Point annotations for photos
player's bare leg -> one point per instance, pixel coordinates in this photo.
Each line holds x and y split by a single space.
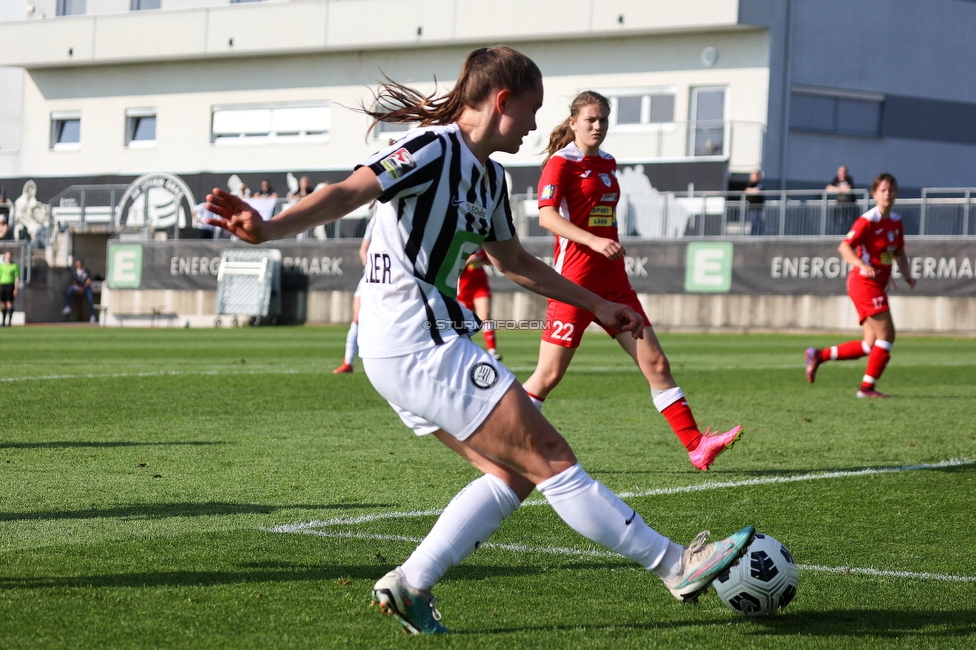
352 343
553 362
879 329
482 307
671 402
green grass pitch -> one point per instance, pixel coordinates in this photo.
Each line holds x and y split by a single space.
143 472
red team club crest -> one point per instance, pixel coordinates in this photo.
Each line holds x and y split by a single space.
399 163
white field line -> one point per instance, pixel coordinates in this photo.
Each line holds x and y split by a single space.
323 370
316 527
781 366
155 373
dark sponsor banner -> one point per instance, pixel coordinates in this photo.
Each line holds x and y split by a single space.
943 267
194 264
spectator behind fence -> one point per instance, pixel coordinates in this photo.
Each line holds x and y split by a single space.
200 215
304 189
266 191
9 284
80 283
755 199
846 210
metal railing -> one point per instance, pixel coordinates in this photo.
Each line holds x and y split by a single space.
792 213
648 215
739 142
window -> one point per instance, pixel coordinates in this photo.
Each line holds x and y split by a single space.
842 112
270 123
140 127
71 7
65 130
636 108
707 128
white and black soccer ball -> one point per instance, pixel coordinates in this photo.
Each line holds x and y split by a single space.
763 581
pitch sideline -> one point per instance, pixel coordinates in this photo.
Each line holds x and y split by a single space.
315 527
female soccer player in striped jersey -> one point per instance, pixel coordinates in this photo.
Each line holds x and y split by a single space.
578 195
450 197
879 237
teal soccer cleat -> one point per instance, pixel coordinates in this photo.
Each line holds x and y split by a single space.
702 563
413 609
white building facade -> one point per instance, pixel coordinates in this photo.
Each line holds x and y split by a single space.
703 90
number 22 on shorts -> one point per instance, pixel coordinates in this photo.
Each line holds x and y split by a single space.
562 331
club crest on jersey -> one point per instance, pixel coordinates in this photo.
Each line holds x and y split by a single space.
484 375
399 163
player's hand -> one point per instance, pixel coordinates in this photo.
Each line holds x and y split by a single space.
236 217
621 318
609 248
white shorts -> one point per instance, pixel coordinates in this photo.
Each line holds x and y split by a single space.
453 386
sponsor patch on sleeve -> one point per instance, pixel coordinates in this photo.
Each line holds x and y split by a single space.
399 163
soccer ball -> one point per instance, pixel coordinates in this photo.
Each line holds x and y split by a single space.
763 581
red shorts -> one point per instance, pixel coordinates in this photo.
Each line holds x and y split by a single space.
869 298
473 284
565 324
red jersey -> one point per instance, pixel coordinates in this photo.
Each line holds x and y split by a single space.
876 240
584 190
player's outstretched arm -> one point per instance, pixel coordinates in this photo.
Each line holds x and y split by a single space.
326 205
905 267
847 252
527 271
550 219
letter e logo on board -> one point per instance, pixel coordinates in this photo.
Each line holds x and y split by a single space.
708 267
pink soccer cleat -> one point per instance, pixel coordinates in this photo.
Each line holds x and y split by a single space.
871 393
813 362
710 446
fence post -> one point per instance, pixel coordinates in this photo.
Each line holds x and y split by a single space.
823 213
782 213
965 214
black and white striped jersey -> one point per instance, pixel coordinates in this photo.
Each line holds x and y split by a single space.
441 203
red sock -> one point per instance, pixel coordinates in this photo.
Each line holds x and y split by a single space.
845 351
878 359
683 422
489 338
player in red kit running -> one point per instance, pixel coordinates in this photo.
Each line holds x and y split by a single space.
578 195
879 238
474 292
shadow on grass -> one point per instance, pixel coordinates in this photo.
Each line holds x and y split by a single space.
166 510
257 572
836 624
796 471
66 444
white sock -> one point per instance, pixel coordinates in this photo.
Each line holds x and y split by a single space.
469 519
595 512
670 566
352 343
663 398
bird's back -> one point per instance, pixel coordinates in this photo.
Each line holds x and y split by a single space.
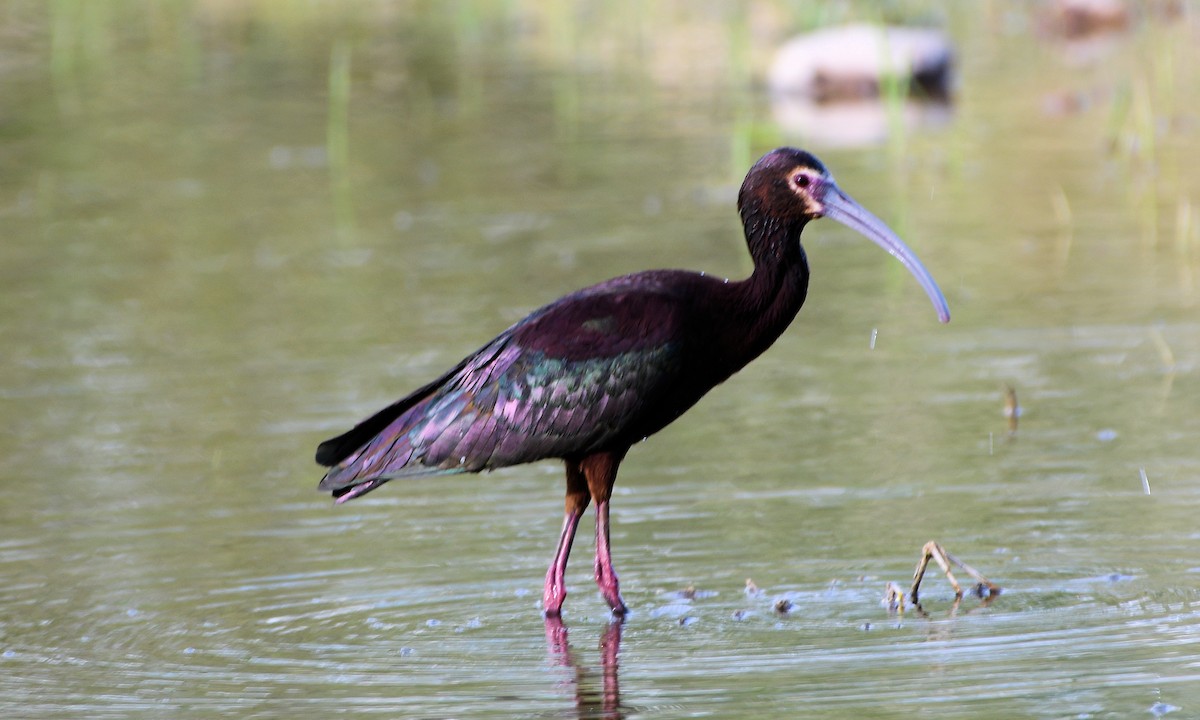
600 367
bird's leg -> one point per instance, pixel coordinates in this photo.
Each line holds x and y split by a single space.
556 577
934 551
601 474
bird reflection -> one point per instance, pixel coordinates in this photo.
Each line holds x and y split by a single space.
592 700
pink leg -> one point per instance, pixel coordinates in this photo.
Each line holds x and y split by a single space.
577 499
556 577
606 577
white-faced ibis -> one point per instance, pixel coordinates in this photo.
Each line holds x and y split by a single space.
589 375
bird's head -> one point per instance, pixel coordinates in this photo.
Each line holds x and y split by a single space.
789 187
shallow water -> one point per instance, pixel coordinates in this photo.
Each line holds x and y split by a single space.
232 233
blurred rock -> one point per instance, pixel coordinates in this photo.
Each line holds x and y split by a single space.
1083 18
853 61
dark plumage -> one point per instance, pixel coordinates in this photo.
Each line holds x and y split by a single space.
589 375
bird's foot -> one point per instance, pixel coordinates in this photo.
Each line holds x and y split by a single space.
933 551
553 595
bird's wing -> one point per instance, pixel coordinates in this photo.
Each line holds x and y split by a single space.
570 378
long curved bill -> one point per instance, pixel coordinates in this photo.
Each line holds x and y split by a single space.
840 207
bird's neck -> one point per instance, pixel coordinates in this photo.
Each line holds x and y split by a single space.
766 303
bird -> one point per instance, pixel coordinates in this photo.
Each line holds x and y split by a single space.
597 371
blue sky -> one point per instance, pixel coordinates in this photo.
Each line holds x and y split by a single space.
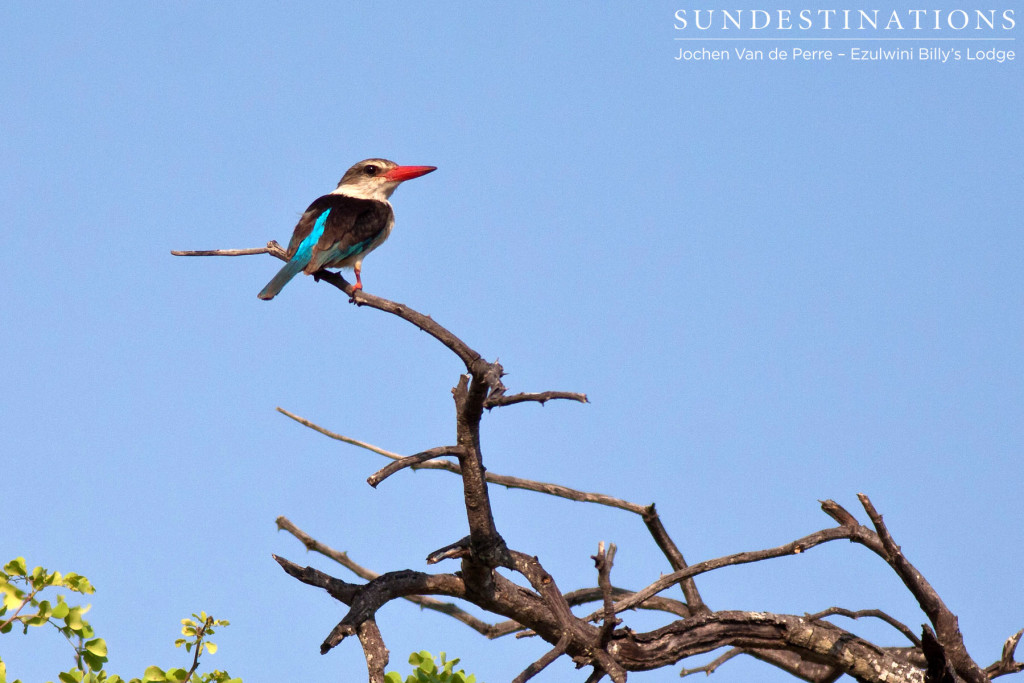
777 283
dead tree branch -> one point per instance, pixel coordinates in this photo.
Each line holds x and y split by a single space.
807 646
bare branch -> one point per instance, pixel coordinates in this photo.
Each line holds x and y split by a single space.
793 548
498 399
425 602
877 613
603 561
711 667
374 650
339 437
549 656
271 248
409 461
1007 665
945 623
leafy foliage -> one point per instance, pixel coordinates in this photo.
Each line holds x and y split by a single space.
429 671
20 606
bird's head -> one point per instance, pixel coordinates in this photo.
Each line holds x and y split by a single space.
377 178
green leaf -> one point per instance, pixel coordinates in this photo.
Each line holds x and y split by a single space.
94 663
176 675
61 608
12 597
15 567
97 647
154 674
74 619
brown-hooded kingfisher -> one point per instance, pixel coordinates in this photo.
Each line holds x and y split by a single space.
339 229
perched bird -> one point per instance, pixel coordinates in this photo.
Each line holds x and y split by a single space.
339 229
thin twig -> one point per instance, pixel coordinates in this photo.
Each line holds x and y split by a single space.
792 548
710 668
549 656
271 248
496 400
946 627
1007 664
603 561
877 613
425 602
409 461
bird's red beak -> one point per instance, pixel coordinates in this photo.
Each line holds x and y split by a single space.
400 173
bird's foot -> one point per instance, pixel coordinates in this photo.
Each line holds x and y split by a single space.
357 287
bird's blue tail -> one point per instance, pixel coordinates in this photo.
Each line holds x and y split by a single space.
284 275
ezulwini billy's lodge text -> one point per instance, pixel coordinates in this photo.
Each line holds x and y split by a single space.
930 54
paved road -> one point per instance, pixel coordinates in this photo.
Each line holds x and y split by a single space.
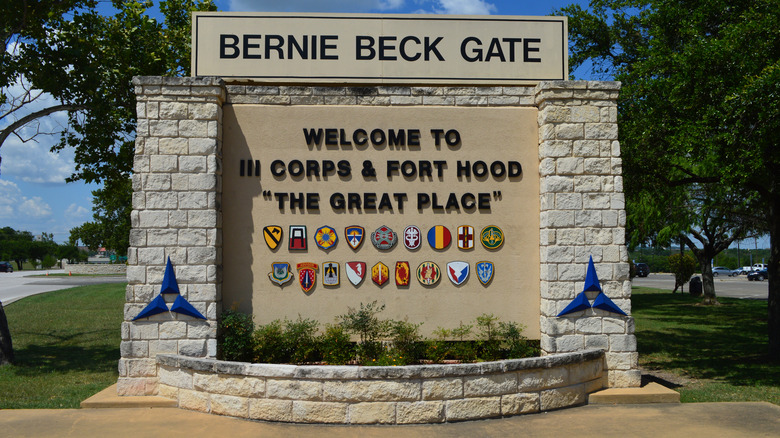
20 284
732 287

Set exercise — Copy each line in full and exactly, omitting any picture.

Output below —
player's bare leg -> one point per instance, pixel coordinates in this photo.
Each line holds x and y split by a single space.
352 343
553 362
879 329
482 307
671 402
green grass pitch -> one point per instance, pixel coordinates in this photo.
Each line holds x and y split by a single space.
143 472
red team club crest -> one point per instance, pixel coordinates in this photo.
Each line holds x and y split by a single space.
399 163
white field line -> one point per instance, pixel coordinates in this photo.
Each line holds x and y split by a single space.
323 370
316 527
781 366
155 373
dark sponsor banner -> one point per instance, pixel coordinates in this photo.
Each line holds x and y split by a single space.
943 267
194 264
spectator behind fence -> one point per instance, pixel coordinates in this photo.
Each line holds x and y split by a single space.
200 215
304 189
266 191
9 284
80 283
755 199
846 210
metal railing -> one point per instance, pixel coordinates in this photo.
Each line holds x and y split by a single space.
792 213
648 215
739 142
window -> one point per instance, pixel coordinates in this photo.
Each line holds x and y split by a single space.
842 112
270 123
140 127
71 7
65 130
636 108
707 128
white and black soccer ball -> one point per instance, pixel coordinates in this photo.
Each line holds x and y split by a single space.
763 581
pitch sideline -> one point per instance, pixel coordinates in this photo.
Each line holds x and y split by a single space.
315 527
female soccer player in striped jersey -> one point per instance, pixel coordinates in this photo.
Each line holds x and y split by a single space.
578 195
450 197
879 237
teal soccer cleat -> one point per instance, pixel coordinates in this photo.
Each line holds x and y split by a single space.
702 563
413 609
white building facade -> one point per instance, pixel coordinates in this photo.
Each line holds x and y split by a single space.
703 90
number 22 on shorts -> one point per instance, pixel coordinates in this photo.
Each line holds x and y split by a single space.
562 331
club crest on jersey -> one point per instance, pixel coordinates in this photo.
Each line holds x and y split by a single space.
484 375
399 163
player's hand -> one point per instance, pixel coordinates in this photo.
Each line holds x and y split by a single space.
236 217
621 318
609 248
white shorts -> one point per instance, pixel coordinates in this photo.
Each line holds x and y split by a single space.
453 386
sponsor patch on sleeve -> one point per instance, pixel coordinates in this photo.
Each line holds x and y split by a single space.
399 163
soccer ball -> one point per instance, pixel coordinates in this photo.
Each line holds x and y split by a single space.
763 581
red shorts -> one point per instance, pixel coordinates in this photo.
Each line holds x and y split by a single space.
869 298
473 284
565 324
red jersey -> one point per instance, pixel coordinates in this photo.
Each line holds x and y split by a single space.
876 240
584 190
player's outstretched arm -> one point per instance, pixel coordinates in this photo.
Each line holds x and y split by a single space.
326 205
905 267
847 252
527 271
550 219
letter e logo on board -> one point per instance, pixel coordinates in this photo.
Each line holds x and y split by a single space.
708 267
pink soccer cleat -> one point per instance, pixel coordinates in this photo.
Each line holds x and y split by a single space.
871 393
813 362
710 446
fence post -> one point per instance, pixel coordinates in this photo.
Each line holds x and y split by a single space.
823 213
782 213
965 214
black and white striped jersey -> one point per instance, pixel coordinates in this photo.
Each line holds x and y split by a single space.
441 203
red sock -> one point per instance, pixel coordinates in this photo.
Each line holds x and y split by a single space.
845 351
878 359
683 422
489 338
player in red kit running -> one point per instance, pixel coordinates in this photo.
Each line holds x and y split by a single space.
578 195
879 238
474 292
shadow on grass -> one point per instance, pixel coordinates in this photo.
Each line holds x and y split by a single space.
166 510
257 572
836 624
796 471
66 444
white sock -> one point per instance, pixel coordinates in this photo.
Each line holds x and y split by a single space.
469 519
595 512
670 566
352 343
663 398
bird's back -> one point per instance, pixel coordinates in this photo.
Each line holds x and y split by a single space.
600 367
bird's leg -> one point per instance, pixel coordinates in this photo.
Each line holds x and y split by a single space.
556 577
934 551
601 474
bird reflection -> one point per instance, pixel coordinates in this photo.
Each line holds x and y split by a single space.
592 700
pink leg -> one point per instance, pixel coordinates in this photo.
Each line holds x and y split by a single space.
577 499
556 577
606 577
white-faced ibis -> one point per instance, pixel coordinates in this photo.
Each line holds x and y split by a single space.
589 375
bird's head -> one point per instance, pixel coordinates in this photo.
Each line holds x and y split by a single space.
789 187
shallow water -> one point per instance, pixel coordinates in this photo.
Each line holds x and y split by a single space.
232 233
blurred rock -> one point per instance, pixel coordinates in this photo.
Each line holds x and y split by a single space.
1083 18
853 61
dark plumage -> one point per instance, pixel coordinates in this photo.
Each line holds x and y split by a single space.
589 375
bird's foot -> one point per instance, pixel coordinates in this photo.
Each line holds x and y split by a single space.
933 551
553 595
bird's wing -> one point per instance, pixel coordinates in this photo.
Each line holds x and y split by a single space.
570 378
long curved bill -> one point per instance, pixel coordinates in this photo.
Each line holds x and y split by a single space.
840 207
bird's neck -> one point per instance, pixel coordinates in this photo.
Each line holds x and y split by a single space.
766 303
bird -> one point per instance, pixel coordinates in this photo.
Each line holds x and y split by a single space.
597 371
blue sky -> one point per instance, pixel coordinates in this photo.
Each line holds x and y split by a single space.
777 283
dead tree branch -> one point per instance, pixel coordinates in this photo.
Each line holds x and y split by a single space.
807 646
bare branch -> one point per instance, pixel coordinates in this photo.
Each line holds x and y split by a single space.
793 548
498 399
425 602
877 613
603 561
711 667
374 650
339 437
549 656
271 248
409 461
1007 665
945 623
leafy foliage -> one point per instance, pixel coordinates in this photo.
Each line holds x and y split by a single space.
429 671
20 606
bird's head -> one point per instance, pixel coordinates in this photo.
Each line holds x and y split by a single space.
377 178
green leaf -> one point per instance, pixel coordinates in this photo.
Each line holds x and y split by a single space.
94 663
176 675
61 608
12 597
15 567
97 647
154 674
74 619
brown-hooded kingfisher -> one point per instance, pixel coordinates in this photo.
Each line holds x and y split by a single space.
339 229
perched bird -> one point per instance, pixel coordinates in this photo.
Each line holds x and y split by a single space.
339 229
thin twig -> one point per instance, pixel coordinates in this photo.
Each line holds x and y split by a single space.
792 548
710 668
549 656
271 248
496 400
946 627
1007 664
603 561
877 613
425 602
409 461
bird's red beak -> one point per instance, pixel coordinates in this photo.
Each line holds x and y split by a single space.
400 173
bird's foot -> one point per instance, pixel coordinates in this photo.
Each line holds x and y split by a single space.
357 287
bird's blue tail -> one point per instance, pixel coordinates in this photo.
Each line holds x and y split by a single space.
284 275
ezulwini billy's lodge text -> one point per instance, pixel coordinates in this photo.
Each line holds x and y split by a single space.
930 54
paved road -> one point per instance, pixel coordinates in this photo.
Each line holds x and y split by a single space.
20 284
732 287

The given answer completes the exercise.